### What to do:
Where does the word "model" occur in the data below? Copy each line that holds it.

(Records contained in a dataset)
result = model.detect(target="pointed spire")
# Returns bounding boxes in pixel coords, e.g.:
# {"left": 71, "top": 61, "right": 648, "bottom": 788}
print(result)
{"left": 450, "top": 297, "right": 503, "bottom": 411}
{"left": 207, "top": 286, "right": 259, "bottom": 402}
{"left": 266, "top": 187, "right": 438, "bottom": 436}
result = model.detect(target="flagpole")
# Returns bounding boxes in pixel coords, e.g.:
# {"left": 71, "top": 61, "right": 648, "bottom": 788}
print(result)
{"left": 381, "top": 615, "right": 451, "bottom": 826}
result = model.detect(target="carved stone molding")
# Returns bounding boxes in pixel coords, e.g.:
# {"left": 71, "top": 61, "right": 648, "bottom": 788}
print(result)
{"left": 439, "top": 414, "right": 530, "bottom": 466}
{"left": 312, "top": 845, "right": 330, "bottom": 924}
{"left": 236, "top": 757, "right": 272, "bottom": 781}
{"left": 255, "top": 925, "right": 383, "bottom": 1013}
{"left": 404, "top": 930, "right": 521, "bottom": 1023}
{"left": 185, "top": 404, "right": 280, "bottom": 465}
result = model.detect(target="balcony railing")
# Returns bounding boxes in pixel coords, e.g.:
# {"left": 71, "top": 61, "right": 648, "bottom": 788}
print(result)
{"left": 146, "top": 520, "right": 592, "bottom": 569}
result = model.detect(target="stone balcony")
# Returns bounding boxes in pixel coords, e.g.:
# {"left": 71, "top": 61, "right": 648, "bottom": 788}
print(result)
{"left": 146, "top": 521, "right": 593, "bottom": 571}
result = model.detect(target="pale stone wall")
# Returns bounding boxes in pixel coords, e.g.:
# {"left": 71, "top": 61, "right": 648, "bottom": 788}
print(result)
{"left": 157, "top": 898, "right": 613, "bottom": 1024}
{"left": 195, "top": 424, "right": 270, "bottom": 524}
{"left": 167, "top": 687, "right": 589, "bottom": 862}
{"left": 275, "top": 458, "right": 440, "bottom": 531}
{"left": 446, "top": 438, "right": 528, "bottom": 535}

### Solution to this task:
result = model.detect(target="pointed spire")
result = model.detect(target="flagpole")
result = model.detect(target="carved stone molding")
result = model.detect(target="balcony railing")
result = model.detect(target="stone balcony")
result = model.detect(target="pale stone wall")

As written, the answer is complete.